ACTIVITY: Looking at the listing below, retype exactly the lines starting at the one containing "160, row 246" and ending at the one containing "358, row 240", both included, and nothing else.

RECORDED DATA:
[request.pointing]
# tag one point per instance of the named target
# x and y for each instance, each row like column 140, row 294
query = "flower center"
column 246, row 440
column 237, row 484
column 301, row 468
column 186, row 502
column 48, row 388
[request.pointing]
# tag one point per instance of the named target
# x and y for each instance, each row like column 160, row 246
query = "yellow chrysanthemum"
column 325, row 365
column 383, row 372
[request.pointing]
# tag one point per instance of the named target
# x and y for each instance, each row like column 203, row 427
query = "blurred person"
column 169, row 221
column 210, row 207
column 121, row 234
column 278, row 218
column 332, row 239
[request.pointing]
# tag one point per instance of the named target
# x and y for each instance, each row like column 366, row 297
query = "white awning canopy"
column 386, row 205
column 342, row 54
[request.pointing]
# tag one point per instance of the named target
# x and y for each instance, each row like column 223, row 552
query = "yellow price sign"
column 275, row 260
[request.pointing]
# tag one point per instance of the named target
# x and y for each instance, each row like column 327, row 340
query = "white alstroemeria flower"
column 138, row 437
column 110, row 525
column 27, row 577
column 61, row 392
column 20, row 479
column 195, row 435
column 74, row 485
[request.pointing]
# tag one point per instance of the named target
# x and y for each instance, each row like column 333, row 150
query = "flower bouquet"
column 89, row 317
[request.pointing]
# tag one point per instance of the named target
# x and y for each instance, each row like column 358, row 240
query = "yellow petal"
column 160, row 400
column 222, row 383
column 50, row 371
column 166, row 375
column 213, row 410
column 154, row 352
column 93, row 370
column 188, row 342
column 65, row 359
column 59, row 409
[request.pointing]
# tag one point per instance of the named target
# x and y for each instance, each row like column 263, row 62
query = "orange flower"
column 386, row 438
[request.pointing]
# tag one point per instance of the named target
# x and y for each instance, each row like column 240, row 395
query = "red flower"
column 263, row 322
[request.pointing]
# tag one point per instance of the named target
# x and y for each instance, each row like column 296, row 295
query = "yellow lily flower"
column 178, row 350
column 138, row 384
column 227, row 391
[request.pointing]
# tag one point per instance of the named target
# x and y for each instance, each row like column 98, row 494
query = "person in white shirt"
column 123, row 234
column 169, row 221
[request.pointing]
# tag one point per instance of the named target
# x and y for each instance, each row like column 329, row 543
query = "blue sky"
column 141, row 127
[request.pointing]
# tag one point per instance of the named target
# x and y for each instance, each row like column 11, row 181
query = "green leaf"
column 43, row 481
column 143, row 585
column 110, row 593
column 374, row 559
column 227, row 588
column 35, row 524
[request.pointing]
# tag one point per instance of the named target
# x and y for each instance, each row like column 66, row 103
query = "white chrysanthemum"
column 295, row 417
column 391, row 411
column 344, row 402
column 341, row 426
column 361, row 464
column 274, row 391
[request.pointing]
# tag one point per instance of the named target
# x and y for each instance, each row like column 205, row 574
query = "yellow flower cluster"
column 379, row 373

---

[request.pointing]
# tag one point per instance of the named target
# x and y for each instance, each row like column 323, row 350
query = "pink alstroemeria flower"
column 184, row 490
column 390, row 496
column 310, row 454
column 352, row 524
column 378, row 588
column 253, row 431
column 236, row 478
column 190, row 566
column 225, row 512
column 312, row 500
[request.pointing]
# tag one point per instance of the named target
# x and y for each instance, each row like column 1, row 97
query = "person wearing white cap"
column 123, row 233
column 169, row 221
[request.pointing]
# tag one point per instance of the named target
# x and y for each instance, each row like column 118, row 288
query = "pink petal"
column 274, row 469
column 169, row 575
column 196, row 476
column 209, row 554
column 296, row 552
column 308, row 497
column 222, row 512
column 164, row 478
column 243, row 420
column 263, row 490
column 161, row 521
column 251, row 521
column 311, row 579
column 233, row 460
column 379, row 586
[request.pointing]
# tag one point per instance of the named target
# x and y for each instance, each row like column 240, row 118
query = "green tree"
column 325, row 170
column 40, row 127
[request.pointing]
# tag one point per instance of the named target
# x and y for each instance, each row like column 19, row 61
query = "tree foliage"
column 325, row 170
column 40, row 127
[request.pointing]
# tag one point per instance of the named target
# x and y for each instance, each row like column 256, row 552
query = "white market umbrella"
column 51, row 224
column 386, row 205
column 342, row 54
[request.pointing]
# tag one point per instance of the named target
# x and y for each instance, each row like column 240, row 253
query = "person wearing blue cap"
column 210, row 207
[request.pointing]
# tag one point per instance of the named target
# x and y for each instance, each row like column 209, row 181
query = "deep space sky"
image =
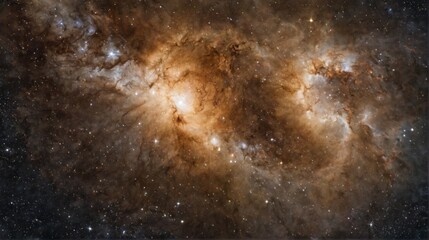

WRITTEN ANSWER:
# x and y for each instance, each row like column 160, row 246
query = "yellow chrysanthemum"
column 325, row 365
column 383, row 372
[request.pointing]
# tag one point per instance of the named target
# x and y for each instance, each row like column 203, row 427
query = "blurred person"
column 169, row 221
column 210, row 207
column 121, row 234
column 278, row 218
column 332, row 239
[request.pointing]
# tag one point per instance of the named target
# x and y for each instance, each row like column 366, row 297
query = "white awning canopy"
column 386, row 205
column 342, row 54
[request.pointing]
# tag one point per instance of the named target
# x and y for each instance, each row like column 223, row 552
query = "yellow price sign"
column 275, row 260
[request.pointing]
# tag one point per instance of the named target
# x and y for each instance, each row like column 327, row 340
query = "white alstroemeria flower"
column 138, row 437
column 110, row 525
column 27, row 577
column 61, row 392
column 20, row 479
column 195, row 435
column 74, row 485
[request.pointing]
# tag one point per instance of the named target
# x and y for each instance, each row like column 333, row 150
query = "flower bouquet"
column 89, row 317
[request.pointing]
# tag one point per instance of the named target
# x and y for each instance, each row like column 358, row 240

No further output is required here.